Limited ability: there just aren’t that many things you can accomplish with C/C++ macros; With LeMP you can load user-defined macros that can do arbitrary transformations (although it’s outside the scope of this article, and not super convenient yet).
Weird language: the C/C++ preprocessor has a different syntax from normal C/C++. In contrast, LeMP code simply looks like some kind of enhanced C#.

So let’s start with replace, the LeMP equivalent of #define.

Replace

replace() {...} is a macro that finds things that match a given pattern and replaces all instances of the pattern with some other pattern. For example,

/// Input
replace (MB => MessageBox.Show, 
		 FMT($fmt, $arg) => string.Format($fmt, $arg))
{
	MB(FMT("Hi, I'm {0}...", name));
	MB(FMT("I am {0} years old!", name.Length));
}

/// Output
MessageBox.Show(string.Format("Hi, I'm {0}...", name));
MessageBox.Show(string.Format("I am {0} years old!", name.Length));

The braces are optional. If the braces are present, replacement occurs only inside the braces; if you end with a semicolon instead of braces, replacement occurs on all remaining statements in the same block.

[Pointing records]
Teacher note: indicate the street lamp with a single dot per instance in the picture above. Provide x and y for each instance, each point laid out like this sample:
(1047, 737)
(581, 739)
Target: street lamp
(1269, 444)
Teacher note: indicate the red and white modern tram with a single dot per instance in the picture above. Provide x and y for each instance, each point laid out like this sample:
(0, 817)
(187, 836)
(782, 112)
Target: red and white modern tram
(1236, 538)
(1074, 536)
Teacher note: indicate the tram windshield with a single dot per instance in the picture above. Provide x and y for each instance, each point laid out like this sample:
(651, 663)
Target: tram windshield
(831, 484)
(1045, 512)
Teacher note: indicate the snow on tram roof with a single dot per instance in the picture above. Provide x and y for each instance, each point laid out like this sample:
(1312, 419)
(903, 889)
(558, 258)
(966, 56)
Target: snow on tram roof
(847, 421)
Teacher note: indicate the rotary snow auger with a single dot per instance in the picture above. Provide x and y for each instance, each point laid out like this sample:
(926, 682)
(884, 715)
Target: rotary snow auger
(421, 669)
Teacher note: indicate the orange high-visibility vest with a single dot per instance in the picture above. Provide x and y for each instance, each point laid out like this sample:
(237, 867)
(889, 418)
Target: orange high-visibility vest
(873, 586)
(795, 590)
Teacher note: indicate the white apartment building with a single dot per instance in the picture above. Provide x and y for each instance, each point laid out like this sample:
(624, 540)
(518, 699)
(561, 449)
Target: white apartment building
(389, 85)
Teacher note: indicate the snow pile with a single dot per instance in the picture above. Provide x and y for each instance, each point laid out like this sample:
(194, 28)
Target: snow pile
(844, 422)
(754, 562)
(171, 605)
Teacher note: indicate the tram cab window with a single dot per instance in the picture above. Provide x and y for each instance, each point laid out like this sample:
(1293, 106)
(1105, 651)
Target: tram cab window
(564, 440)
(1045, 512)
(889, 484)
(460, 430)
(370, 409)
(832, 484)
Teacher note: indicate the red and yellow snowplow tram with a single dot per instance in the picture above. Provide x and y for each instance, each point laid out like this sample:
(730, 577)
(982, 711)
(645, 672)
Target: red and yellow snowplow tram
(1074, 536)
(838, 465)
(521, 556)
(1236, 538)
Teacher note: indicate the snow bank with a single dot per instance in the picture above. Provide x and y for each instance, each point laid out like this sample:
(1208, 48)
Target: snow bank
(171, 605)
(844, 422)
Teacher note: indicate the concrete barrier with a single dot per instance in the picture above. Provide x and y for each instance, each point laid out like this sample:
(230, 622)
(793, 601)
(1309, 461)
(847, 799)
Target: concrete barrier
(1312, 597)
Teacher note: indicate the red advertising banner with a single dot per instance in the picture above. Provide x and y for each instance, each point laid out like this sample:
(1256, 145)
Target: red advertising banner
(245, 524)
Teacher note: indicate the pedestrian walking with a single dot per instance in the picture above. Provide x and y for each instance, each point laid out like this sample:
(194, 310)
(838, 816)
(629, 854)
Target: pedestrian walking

## [Problem set]
1) In the passage on LeMP macros, where does replacement happen when replace ends with a semicolon instead of braces?
2) Carry on with the passage on LeMP macros, starting right after its last sentence.
The listing is separate from the passage on LeMP macros.

## [The results]
1) On all remaining statements in the same block.

2)
This example requires FMT to take exactly two arguments called $fmt and $arg, but we could also capture any number of arguments or statements by adding the params keyword as shown here:

FMT($fmt, $(params args)) => string.Format($fmt, $args) // 1 or more args
FMT($(params args)) => string.Format($args)             // 0 or more args

Note: $(...args) can now be used instead of $(params args). The new ... operator was added mainly to support pattern matching, but it seemed appropriate to support it in this situation, too.

replace is more sophisticated tool than C’s #define directive. Consider this example:

replace ({ 
	foreach ($type $item in $obj.Where($w => $wpred))
		$body;
} => {
	foreach ($type $w in $obj) {
		if ($wpred) {
			var $item = $w;
			$body;
		}
	}
})
{
	var numbers = new[] { 1, 2, 3, 4, 5, 6, 7, 8, 9 };
	Console.WriteLine("I wanna tell you about my digits!")
	foreach (var even in numbers.Where(n => n % 2 == 0))
		Console.WriteLine("{0} is even!", even);
	foreach (var odd  in numbers.Where(n => n % 2 == 1))
		Console.WriteLine("{0} is odd!", odd);
}

Here, replace searches for foreach loops that have a specific form, and replaces them with a more optimized form:

var numbers = new[] { 
	1, 2, 3, 4, 5, 6, 7, 8, 9
};
Console.WriteLine("I wanna tell you about my digits!")
foreach (var n in numbers) {
	if (n % 2 == 0) {
		var even = n;
		Console.WriteLine("{0} is even!", even);
	}
}
foreach (var n in numbers) {
	if (n % 2 == 1) {
		var odd = n;
		Console.WriteLine("{0} is odd!", odd);
	}
}

Unroll

unroll..in is a kind of compile-time foreach loop. It generates several copies of a piece of code, replacing one or more identifiers each time. Unlike replace, unroll can only match simple identifiers on the left side of in.

/// Input
void SetInfo(string firstName, string lastName, object data, string phoneNumber)
{
	unroll ((VAR) in (firstName, lastName, data, phoneNumber)) {
		if (VAR != null) throw new ArgumentNullException(nameof(VAR));
	}
	...
}
/// Output
void SetInfo(string firstName, string lastName, object data, string phoneNumber)
{
	if (firstName != null)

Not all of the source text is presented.